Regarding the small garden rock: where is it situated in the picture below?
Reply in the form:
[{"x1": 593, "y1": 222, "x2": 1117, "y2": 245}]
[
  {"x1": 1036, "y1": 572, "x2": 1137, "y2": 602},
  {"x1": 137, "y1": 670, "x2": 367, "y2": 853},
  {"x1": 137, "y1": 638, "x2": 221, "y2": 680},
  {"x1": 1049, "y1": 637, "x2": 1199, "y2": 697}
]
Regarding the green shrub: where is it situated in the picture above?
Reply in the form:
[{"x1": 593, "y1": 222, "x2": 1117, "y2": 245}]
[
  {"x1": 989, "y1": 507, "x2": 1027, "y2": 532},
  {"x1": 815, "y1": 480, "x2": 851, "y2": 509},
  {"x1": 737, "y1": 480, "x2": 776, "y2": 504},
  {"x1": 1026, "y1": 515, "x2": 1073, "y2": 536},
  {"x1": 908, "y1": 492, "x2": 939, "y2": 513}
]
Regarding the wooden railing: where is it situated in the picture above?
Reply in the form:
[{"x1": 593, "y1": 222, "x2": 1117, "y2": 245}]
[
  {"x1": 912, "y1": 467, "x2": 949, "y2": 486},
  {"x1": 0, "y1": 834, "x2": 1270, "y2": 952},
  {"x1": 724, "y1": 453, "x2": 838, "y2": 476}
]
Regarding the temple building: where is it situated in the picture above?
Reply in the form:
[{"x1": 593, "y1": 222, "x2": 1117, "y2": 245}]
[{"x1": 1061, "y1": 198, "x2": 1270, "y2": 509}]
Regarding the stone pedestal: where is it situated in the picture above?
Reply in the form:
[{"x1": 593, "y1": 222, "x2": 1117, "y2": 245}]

▬▬▬▬▬▬▬▬▬▬

— Instructions for the task —
Above are some records; extract every one of them exactly.

— Finished answer —
Regarding the small garden rock: where is it situated in the picture below?
Reply in the form:
[{"x1": 593, "y1": 222, "x2": 1117, "y2": 245}]
[
  {"x1": 1036, "y1": 572, "x2": 1137, "y2": 602},
  {"x1": 137, "y1": 670, "x2": 367, "y2": 853},
  {"x1": 137, "y1": 638, "x2": 221, "y2": 680},
  {"x1": 1049, "y1": 637, "x2": 1199, "y2": 697}
]
Regarding the green shrub: where is it situated in the picture above?
Reply in the form:
[{"x1": 593, "y1": 222, "x2": 1117, "y2": 245}]
[
  {"x1": 989, "y1": 507, "x2": 1027, "y2": 532},
  {"x1": 815, "y1": 480, "x2": 851, "y2": 509},
  {"x1": 737, "y1": 480, "x2": 776, "y2": 504},
  {"x1": 1026, "y1": 515, "x2": 1073, "y2": 536},
  {"x1": 908, "y1": 492, "x2": 939, "y2": 513}
]
Regarding the wooden railing: where is it situated in the picture above?
Reply in the form:
[{"x1": 593, "y1": 222, "x2": 1117, "y2": 245}]
[
  {"x1": 912, "y1": 467, "x2": 949, "y2": 486},
  {"x1": 0, "y1": 834, "x2": 1270, "y2": 952},
  {"x1": 724, "y1": 453, "x2": 838, "y2": 476}
]
Regarding the temple building: where is it situated in the picture above?
Reply in the form:
[{"x1": 593, "y1": 222, "x2": 1117, "y2": 245}]
[{"x1": 1061, "y1": 198, "x2": 1270, "y2": 509}]
Regarding the stone pedestal: where is it situated in the picture above?
Reply in the form:
[{"x1": 593, "y1": 222, "x2": 1117, "y2": 245}]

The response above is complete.